TASK INSTRUCTIONS
Could you return all of the entries below exactly, minus the pictures?

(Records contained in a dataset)
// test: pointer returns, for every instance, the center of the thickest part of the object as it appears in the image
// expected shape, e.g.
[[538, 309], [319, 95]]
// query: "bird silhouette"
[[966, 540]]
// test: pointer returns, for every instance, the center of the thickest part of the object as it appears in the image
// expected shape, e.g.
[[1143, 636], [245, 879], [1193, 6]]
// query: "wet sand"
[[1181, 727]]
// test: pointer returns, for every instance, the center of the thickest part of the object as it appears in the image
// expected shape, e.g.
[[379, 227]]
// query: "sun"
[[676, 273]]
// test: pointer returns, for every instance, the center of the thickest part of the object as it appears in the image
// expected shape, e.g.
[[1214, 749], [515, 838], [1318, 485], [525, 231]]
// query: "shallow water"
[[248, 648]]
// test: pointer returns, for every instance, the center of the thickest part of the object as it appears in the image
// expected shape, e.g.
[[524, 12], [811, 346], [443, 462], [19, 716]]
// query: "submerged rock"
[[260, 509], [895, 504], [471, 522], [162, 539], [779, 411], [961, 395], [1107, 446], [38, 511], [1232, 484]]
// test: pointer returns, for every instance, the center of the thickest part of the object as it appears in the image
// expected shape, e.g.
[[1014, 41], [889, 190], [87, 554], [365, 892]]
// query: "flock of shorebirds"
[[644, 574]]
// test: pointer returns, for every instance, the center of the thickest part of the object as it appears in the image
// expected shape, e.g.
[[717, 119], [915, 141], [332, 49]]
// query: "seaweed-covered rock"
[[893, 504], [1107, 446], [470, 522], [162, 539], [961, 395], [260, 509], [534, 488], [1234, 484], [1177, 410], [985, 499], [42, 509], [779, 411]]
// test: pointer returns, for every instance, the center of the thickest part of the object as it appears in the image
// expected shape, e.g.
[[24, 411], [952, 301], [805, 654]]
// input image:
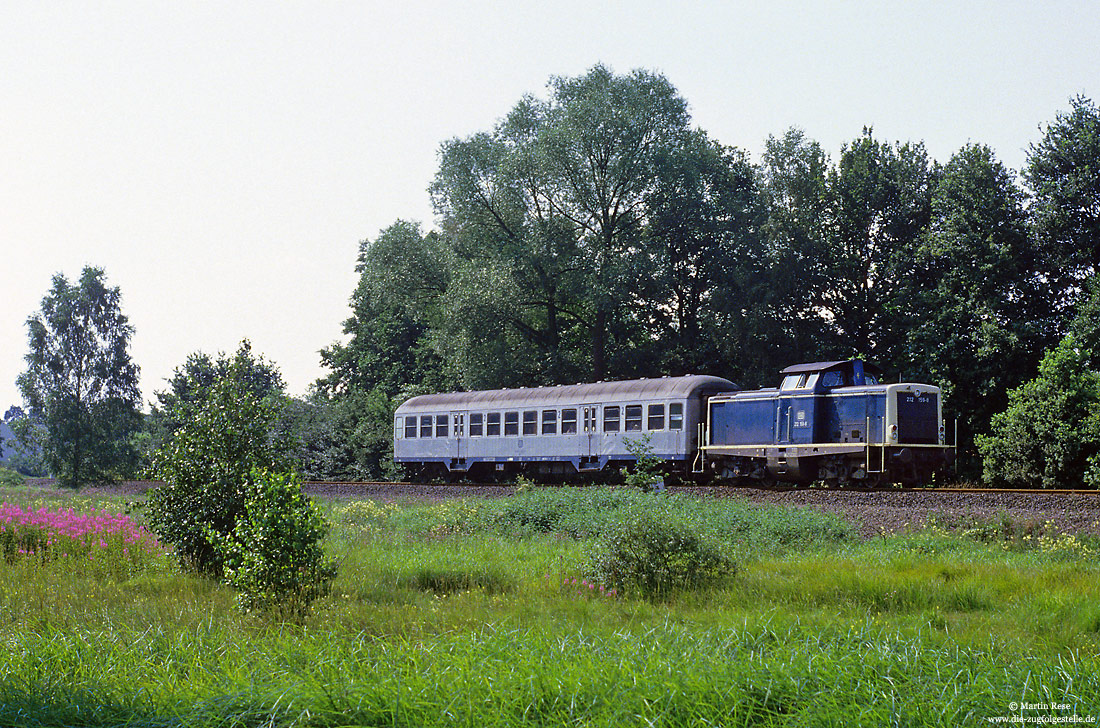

WRITTEN RESPONSE
// test: pointer returns, for every instance, the center of the thickest part of the object as it appears in the image
// expected shape, e.g.
[[538, 309], [319, 95]]
// query: "bird silhouette"
[[966, 540]]
// test: pointer returns, for every instance, the center of the thickest part of the object as it appears in the image
// expected shape, e.g.
[[1143, 636], [245, 879], [1193, 6]]
// query: "wet sand"
[[1181, 727]]
// test: pointer returns, for every instance, the center of the thickest part of the object as it appears in the image
// expected shape, e.g.
[[379, 227]]
// query: "sun"
[[676, 273]]
// test: pointer returns, for every instance, the center of the thickest part of the object as it appears in the image
// expected shape, e.g.
[[1214, 749], [515, 838], [1318, 485], [525, 231]]
// query: "shallow water"
[[248, 648]]
// test: pointer returns, for every instance, the center of the thickest part of the object as it appears in the image
// expected shape, e.g.
[[524, 12], [811, 346], [443, 462], [19, 716]]
// query: "submerged rock"
[[260, 509], [895, 504], [471, 522], [162, 539], [779, 411], [961, 395], [1107, 446], [38, 511], [1232, 484]]
// test: pointer returns, for every instance, the center of the thickest part of the object as it appears in the image
// expected shape, e.g.
[[1014, 41], [889, 190], [87, 554], [365, 892]]
// query: "flock of shorebirds"
[[644, 574]]
// test: pointer returns, for every instance, the center of the thickest part of the object as it appears in the image
// expected shape, e.g.
[[717, 119], [915, 141], [332, 49]]
// query: "seaweed-covered rock"
[[893, 504], [1107, 446], [470, 522], [162, 539], [961, 395], [260, 509], [534, 488], [1234, 484], [1177, 410], [985, 499], [42, 509], [779, 411]]
// test: pointer returns, for every instance, the center of the thickest part of the object as it appears in the image
// expected shape, e.g.
[[24, 411], [952, 301], [805, 654]]
// input image:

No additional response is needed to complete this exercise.